» **DO THIS**: Locate each line in the data below that holds the string "stands", and copy those lines out. Matches must have the same capitalization.

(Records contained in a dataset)
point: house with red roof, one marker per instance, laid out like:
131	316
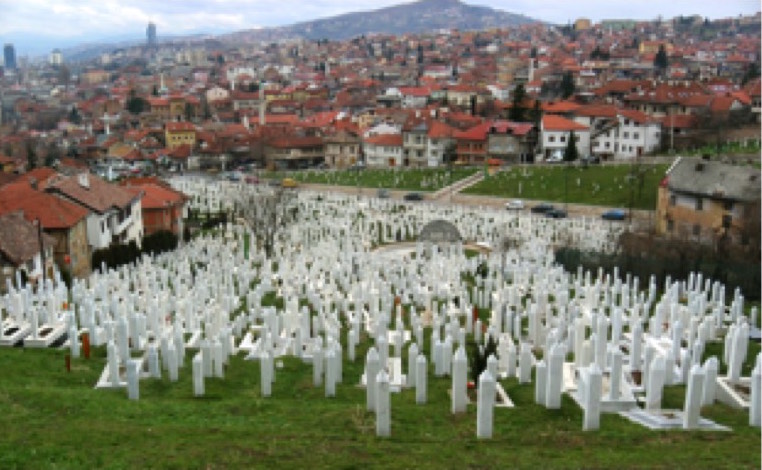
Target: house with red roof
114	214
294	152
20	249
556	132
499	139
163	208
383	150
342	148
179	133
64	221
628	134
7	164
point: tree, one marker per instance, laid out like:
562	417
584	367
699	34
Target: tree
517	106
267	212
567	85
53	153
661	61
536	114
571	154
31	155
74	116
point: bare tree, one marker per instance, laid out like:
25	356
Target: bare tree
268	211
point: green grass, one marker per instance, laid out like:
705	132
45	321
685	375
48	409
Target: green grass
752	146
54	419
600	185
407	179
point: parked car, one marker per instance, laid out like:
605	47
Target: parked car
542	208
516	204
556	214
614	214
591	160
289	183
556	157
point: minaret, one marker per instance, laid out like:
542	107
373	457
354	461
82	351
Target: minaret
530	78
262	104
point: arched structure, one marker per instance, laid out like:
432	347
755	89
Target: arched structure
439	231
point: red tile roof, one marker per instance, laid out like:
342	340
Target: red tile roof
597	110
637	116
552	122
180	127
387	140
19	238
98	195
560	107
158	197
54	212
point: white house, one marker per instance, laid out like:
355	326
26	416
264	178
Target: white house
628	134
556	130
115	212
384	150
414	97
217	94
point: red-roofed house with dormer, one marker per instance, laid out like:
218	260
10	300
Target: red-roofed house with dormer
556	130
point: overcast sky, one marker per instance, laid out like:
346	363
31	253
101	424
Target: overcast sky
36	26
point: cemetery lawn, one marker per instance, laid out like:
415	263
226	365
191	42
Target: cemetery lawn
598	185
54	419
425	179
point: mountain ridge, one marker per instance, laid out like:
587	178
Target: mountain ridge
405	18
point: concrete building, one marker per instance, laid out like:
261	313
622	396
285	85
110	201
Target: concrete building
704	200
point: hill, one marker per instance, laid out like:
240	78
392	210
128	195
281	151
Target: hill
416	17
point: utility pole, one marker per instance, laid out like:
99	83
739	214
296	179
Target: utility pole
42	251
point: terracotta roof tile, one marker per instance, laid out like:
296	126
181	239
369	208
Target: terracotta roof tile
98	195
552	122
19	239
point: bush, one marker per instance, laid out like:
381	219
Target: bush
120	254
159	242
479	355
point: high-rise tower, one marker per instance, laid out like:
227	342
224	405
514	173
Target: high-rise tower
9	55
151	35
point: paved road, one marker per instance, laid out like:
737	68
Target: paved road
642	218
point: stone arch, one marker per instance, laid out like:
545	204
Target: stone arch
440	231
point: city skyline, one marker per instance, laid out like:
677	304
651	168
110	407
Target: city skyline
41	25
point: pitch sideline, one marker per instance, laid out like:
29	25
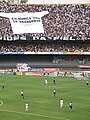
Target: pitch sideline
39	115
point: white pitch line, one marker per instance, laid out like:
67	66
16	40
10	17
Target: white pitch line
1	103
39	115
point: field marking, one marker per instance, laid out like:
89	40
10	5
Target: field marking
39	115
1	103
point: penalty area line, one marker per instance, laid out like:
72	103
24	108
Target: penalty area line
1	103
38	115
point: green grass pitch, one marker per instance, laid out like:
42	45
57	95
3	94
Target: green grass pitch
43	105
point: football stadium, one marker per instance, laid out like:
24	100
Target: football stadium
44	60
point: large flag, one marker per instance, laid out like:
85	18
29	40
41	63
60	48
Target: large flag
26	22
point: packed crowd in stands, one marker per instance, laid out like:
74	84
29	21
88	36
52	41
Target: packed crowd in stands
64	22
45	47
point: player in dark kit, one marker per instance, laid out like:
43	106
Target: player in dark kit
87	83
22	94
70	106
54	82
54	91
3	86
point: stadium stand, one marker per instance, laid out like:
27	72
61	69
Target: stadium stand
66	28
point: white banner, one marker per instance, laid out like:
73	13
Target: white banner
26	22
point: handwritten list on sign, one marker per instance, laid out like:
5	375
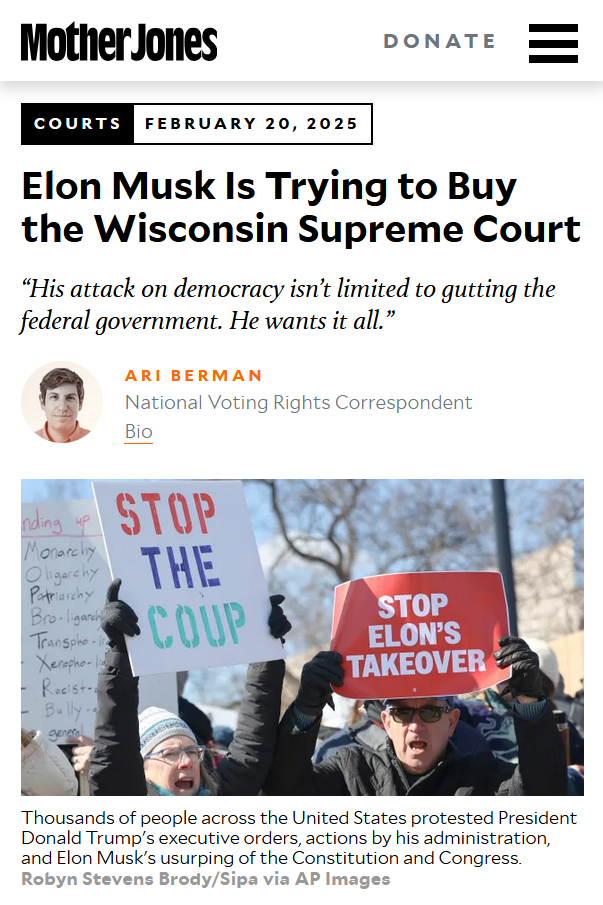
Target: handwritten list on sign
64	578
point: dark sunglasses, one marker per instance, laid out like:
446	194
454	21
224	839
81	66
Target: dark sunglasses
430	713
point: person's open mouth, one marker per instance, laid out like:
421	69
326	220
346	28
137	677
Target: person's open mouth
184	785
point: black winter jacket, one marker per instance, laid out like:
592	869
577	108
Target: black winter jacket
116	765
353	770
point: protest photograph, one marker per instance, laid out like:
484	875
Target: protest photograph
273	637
==
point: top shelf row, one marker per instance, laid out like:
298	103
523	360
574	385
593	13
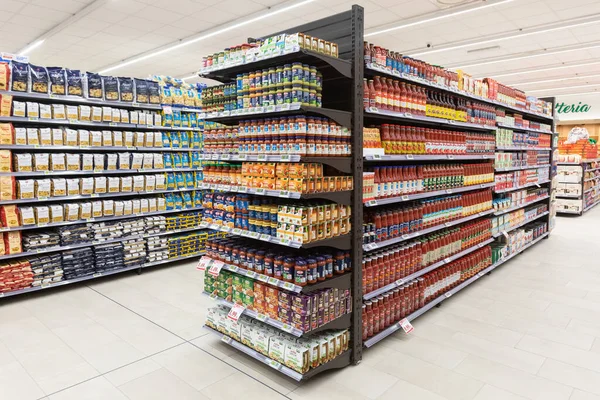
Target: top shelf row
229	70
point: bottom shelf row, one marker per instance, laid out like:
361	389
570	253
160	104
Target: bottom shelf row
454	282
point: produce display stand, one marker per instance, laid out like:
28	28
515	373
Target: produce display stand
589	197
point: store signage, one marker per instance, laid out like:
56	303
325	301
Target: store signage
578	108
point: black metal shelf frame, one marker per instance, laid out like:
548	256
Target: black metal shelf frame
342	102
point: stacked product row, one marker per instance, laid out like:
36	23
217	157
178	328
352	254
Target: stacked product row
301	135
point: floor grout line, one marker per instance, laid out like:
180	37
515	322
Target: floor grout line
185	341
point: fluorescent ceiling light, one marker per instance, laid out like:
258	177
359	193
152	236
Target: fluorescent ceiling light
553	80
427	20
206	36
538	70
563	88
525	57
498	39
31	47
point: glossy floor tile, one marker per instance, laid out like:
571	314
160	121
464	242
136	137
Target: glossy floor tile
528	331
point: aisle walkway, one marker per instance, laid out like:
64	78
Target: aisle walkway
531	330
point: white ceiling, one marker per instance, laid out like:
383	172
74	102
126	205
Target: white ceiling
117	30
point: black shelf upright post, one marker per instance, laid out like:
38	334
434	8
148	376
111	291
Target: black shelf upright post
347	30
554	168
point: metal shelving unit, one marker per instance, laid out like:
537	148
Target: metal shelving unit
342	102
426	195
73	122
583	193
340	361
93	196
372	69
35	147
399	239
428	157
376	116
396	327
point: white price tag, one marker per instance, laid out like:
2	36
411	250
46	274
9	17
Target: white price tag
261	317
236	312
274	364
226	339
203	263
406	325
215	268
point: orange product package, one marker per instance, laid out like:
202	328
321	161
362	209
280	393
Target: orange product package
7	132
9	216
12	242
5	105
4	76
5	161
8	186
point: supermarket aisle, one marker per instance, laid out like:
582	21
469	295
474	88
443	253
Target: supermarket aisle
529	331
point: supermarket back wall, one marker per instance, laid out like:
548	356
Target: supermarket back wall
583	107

» **SOLUTION TO THE EXERCISE**:
point: packed crowd in stands, one marker per instance, laid out like:
Target: packed crowd in stands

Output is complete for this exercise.